*WHAT THE EXERCISE ASKS*
Exactly as they appear, output all of the records. Skip any images.

*AVAILABLE RECORDS*
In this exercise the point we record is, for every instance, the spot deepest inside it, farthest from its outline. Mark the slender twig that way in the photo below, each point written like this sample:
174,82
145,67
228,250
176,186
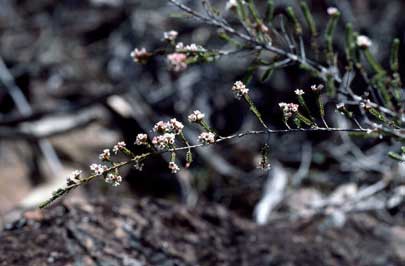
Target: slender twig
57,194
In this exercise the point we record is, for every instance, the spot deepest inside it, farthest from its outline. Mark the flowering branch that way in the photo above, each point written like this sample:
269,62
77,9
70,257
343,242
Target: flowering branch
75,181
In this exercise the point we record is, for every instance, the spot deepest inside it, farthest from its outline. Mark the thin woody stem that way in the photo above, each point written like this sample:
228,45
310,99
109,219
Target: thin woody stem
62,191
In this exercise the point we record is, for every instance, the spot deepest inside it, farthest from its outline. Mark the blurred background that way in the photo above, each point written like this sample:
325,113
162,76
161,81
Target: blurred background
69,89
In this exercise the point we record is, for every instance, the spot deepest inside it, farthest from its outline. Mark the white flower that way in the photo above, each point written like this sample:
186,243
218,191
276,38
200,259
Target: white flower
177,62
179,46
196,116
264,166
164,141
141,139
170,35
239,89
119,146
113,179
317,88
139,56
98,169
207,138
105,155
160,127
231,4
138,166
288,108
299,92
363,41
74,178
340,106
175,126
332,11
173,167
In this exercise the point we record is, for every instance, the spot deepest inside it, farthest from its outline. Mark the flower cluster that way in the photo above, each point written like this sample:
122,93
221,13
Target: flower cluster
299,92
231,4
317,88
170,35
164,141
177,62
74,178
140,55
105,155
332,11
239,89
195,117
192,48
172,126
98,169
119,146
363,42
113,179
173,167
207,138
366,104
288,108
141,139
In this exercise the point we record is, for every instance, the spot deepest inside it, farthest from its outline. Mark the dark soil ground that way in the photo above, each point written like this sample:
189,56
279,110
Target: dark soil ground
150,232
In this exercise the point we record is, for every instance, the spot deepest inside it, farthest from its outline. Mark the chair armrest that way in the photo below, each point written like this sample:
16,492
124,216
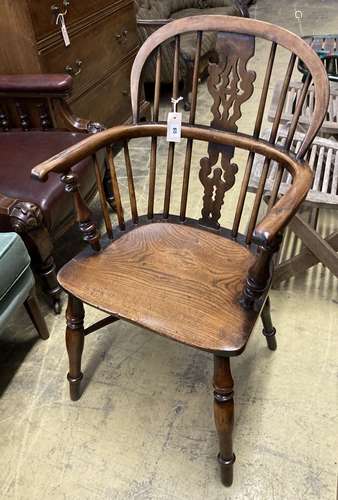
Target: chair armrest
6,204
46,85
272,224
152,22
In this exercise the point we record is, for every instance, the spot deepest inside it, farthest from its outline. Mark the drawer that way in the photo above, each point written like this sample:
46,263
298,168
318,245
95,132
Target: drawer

*EXPECTED ANSWER*
In this exercise the point we record is, for every instance, the spot deepest inside it, farthest from its outline. Mark the slender twig that way in the photo below, each point written like this sample:
174,82
145,67
228,250
176,186
Target: slender twig
57,194
In this exercise the point we record is, for every instance, the spot deepest inside it, farthest from its outline. Mark the flowering branch that way in the photo above, each point written like this sample:
269,62
77,9
70,257
343,242
Target: flowering branch
75,181
In this exercise the point we record is, for every instance, the spot deepest inside it, farthest from its outline. Mark the thin woody stem that way in the photo above, each point written like this sample:
228,45
310,99
109,219
Target: thin woody stem
62,191
In this exercise the point we record is, for every instance, the spot deepest inside it, farthest from its outline. Mark the blurred background that way in the photo above, each point written like this sample:
325,113
162,76
161,81
Target: blurred background
69,89
In this exercise the point we record is, for every instance, the spot deepest inside it, farthest from its outline. Mark the white flower that way in the photo above, each point written like this sample:
186,243
218,191
276,38
200,259
Target: white flower
177,62
179,46
196,116
264,166
164,141
141,139
170,35
239,89
119,146
113,179
317,88
139,56
98,169
207,138
105,155
160,127
231,4
138,166
288,108
299,92
363,41
74,178
340,106
175,126
332,11
173,167
In this exercise the point we record is, for every instance, the spot deepest inside it, farthest from its outline. Mark the flower cluster that way in the photo above, each point written like this sample:
122,93
221,13
Target: flower cluster
299,92
231,4
317,88
170,35
164,141
177,62
74,178
140,55
105,155
332,11
239,89
195,117
192,48
172,126
98,169
119,146
363,42
113,179
173,167
207,138
366,104
288,108
141,139
In this exercise the point we record is, for every instance, the spot deepest inside it, farthest from its outline. Mark the dark soil ground that way in the photo above, each point written like this sample:
189,56
279,110
Target: dark soil ground
150,232
In this exercise the point we record is, for every instance, the spot deepest inside it, farthest from its outline. Mark the chair armrest that way in the photo below, each point written like this sample:
16,492
124,216
Target: chair armrest
6,204
46,85
272,224
152,22
In this exercise the point we record is, for every instance, the spot deepest inside it, farthest from its outline. Mark the drawer that way in the photo above, each point written like this sample:
46,263
298,168
318,245
95,132
Target: drawer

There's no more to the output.